**Consignes:**
• a. Transcrivez l'extrait sur le roman Accouplement, de « Ce n’est pas » jusqu'à « Afrique du sud. » inclus.
• b. Reprenez l'extrait sur le roman Accouplement à l'endroit où il s'interrompt et poursuivez-le.

**Extrait du texte:**
• • •
Accouplementtraduit de l'anglais ( Etats-Unis) par Marianne Véron
Editions Fayard
Norman Rush est un écrivain dont le premier roman tardif, Accouplement , a reçu le prestigieux National Book Award, en 1991. Quinze ans plus tard, le livre a été sélectionné par un jury d'écrivains fameux (dans la « Book Review » du New York Times) comme l'un des ouvrages de fiction le plus remarquable du dernier quart de siècle. Regarder le monde, les choses, les gens, les sentiments de plus en plus près, de plus en plus attentivement,voilà ce qui l’intéresse.
Ce n’est pas par hasard si l’histoire est racontée par une jeune anthropologue américaine venue préparer au Bostwana
une thèse dont le sujet est la corrélation entre le taux de fertilité des femmes et les périodes de cueillette. Le problème est que les cueillettes, il n‘y en a guère, les populations sont depuis longtemps nourries par l'aide alimentaire mondiale et ses conserves.
Le lieu, le Bostwana, n’est pas un hasard non plus, car c’est un pays où Norman Rush a vécu longtemps et qu’il a eu tout loisir d’étudier. Il faut préciser que ce roman est paru en 1991, et que donc l’action se situe avant la chute de l’apartheid en Afrique du sud.
• • •
(Entrées d'une collection d'étiquetage)

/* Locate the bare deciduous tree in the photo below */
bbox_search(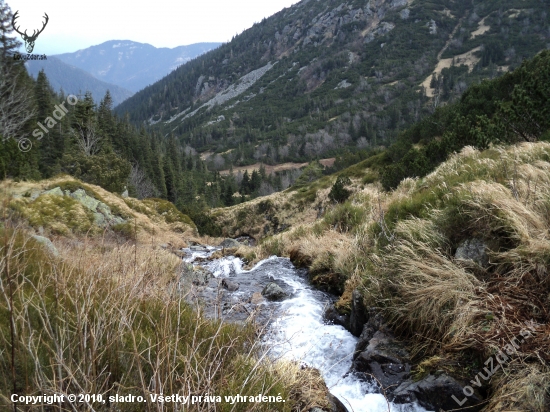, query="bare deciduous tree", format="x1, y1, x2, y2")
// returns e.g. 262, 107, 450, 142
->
128, 163, 158, 199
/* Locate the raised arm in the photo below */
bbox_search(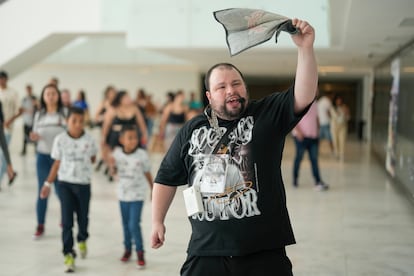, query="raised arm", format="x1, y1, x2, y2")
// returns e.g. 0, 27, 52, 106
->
• • •
**Réponses par consigne:**
• a.
Ce n’est pas par hasard si l’histoire est racontée par une jeune anthropologue américaine venue préparer au Bostwana
une thèse dont le sujet est la corrélation entre le taux de fertilité des femmes et les périodes de cueillette. Le problème est que les cueillettes, il n‘y en a guère, les populations sont depuis longtemps nourries par l'aide alimentaire mondiale et ses conserves.
Le lieu, le Bostwana, n’est pas un hasard non plus, car c’est un pays où Norman Rush a vécu longtemps et qu’il a eu tout loisir d’étudier. Il faut préciser que ce roman est paru en 1991, et que donc l’action se situe avant la chute de l’apartheid en Afrique du sud.

• b.
L'Afrique..
Le livre commence ainsi:
En Afrique, on veut plus, je pense.
Les gens y sont pris d'avidité. Cet emportement peut emprunter diverses formes selon le tempérament, mais personne n'y échappe après un certain temps. Et cette avidité peut vous saisir soudainement. Je n'ai pas échappé à la règle.
Bien entendu, je parle ici des Blancs d'Afrique, et non des noirs africains. Le noir africain moyen est confronté au problème inverse: il ne veut jamais assez. Il existe une profession, l'Animation rurale, toute entière consacrée à inciter les villageois à vouloir plus, et à travailler davantage pour l'obtenir. Les Africains sont particulièrement peu avides- à l'exception des élites, naturellement. Les élites sont les élites.Le personnage principal de ce roman va, elle, tout vouloir.
Elle entend parler d’une expérience menée dans le Kalahari, loin de tout regard curieux, par un certain Nelson Denoon. Sa rencontre avec lui lors d’une fête lui donne l’envie de le rejoindre, lui qu’elle surnomme «le démocrate solaire», à Tsau, au cœur du Kalahari, dans ces retranchements où l‘on rencontre peu de blancs.. Surmontant des difficultés diverses, traversant le désert seule avec deux ânes, elle parvient à le retrouver..
Là commence le cœur de ce roman, la description d’une société matriarcale , conçue par un homme quand même, en quête de la réalisation d’une utopie : un village de femmes, où les hommes sont minoritaires dans tous les sens du terme, et où toutes les tâches sont partagées. Où tout est minutieusement réfléchi et organisé . Un homme dont on ne saura jamais vraiment qui il est , un gourou illuminé, un utopiste sincère ou un manipulateur un peu pervers. Un peu tout cela, bien sûr.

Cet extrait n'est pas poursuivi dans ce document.